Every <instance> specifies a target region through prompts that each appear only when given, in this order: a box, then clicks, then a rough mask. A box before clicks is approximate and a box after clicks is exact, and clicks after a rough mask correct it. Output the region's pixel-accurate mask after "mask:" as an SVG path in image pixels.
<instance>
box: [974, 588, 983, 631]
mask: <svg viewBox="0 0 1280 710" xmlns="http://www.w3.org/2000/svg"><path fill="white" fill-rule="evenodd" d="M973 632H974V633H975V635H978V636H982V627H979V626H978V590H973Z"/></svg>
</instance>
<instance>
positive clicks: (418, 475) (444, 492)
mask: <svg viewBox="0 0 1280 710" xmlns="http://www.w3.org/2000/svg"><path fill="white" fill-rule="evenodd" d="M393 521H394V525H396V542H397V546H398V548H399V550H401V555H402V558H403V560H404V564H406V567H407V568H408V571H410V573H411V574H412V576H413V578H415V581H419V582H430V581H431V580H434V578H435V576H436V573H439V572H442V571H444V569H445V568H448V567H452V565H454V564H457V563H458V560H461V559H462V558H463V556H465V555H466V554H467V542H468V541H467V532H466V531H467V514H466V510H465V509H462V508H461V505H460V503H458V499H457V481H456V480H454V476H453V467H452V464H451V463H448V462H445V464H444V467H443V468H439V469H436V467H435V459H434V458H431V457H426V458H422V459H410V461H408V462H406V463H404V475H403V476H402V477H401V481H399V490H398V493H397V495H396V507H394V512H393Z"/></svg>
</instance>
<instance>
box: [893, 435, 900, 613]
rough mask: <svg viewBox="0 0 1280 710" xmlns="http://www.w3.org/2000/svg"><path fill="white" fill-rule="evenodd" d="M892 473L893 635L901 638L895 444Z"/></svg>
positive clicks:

________________________________________

Task objective >> Please output the listing above exactly, every line included.

Solution to the problem >>
Every <instance> specifies a target region through prompts that each appear only when given, in this order: a box, then clicks, then a rough mask. A box before clicks is approximate and a box after clicks is exact, and clicks after a rough mask correct it. Output the region's pixel-accurate mask after "mask:" as an SVG path in image pixels.
<instance>
box: [974, 588, 983, 631]
mask: <svg viewBox="0 0 1280 710" xmlns="http://www.w3.org/2000/svg"><path fill="white" fill-rule="evenodd" d="M973 632H974V633H975V635H978V636H982V627H979V626H978V590H973Z"/></svg>
</instance>
<instance>
positive clicks: (418, 475) (444, 492)
mask: <svg viewBox="0 0 1280 710" xmlns="http://www.w3.org/2000/svg"><path fill="white" fill-rule="evenodd" d="M393 521H394V525H396V542H397V546H398V548H399V550H401V555H402V558H403V560H404V564H406V567H407V568H408V571H410V573H411V574H412V576H413V578H415V581H419V582H430V581H431V580H434V578H435V576H436V573H439V572H442V571H444V569H445V568H448V567H452V565H454V564H457V563H458V560H461V559H462V558H463V556H465V555H466V554H467V542H468V541H467V532H466V531H467V514H466V510H465V509H462V508H461V505H460V503H458V499H457V481H456V480H454V476H453V467H452V464H451V463H448V462H445V464H444V467H443V468H439V469H436V467H435V459H434V458H431V457H426V458H422V459H410V461H408V462H406V463H404V475H403V476H402V477H401V481H399V490H398V493H397V495H396V507H394V512H393Z"/></svg>
</instance>
<instance>
box: [893, 435, 900, 613]
rough mask: <svg viewBox="0 0 1280 710" xmlns="http://www.w3.org/2000/svg"><path fill="white" fill-rule="evenodd" d="M892 473L893 635L901 638L895 444Z"/></svg>
positive clicks:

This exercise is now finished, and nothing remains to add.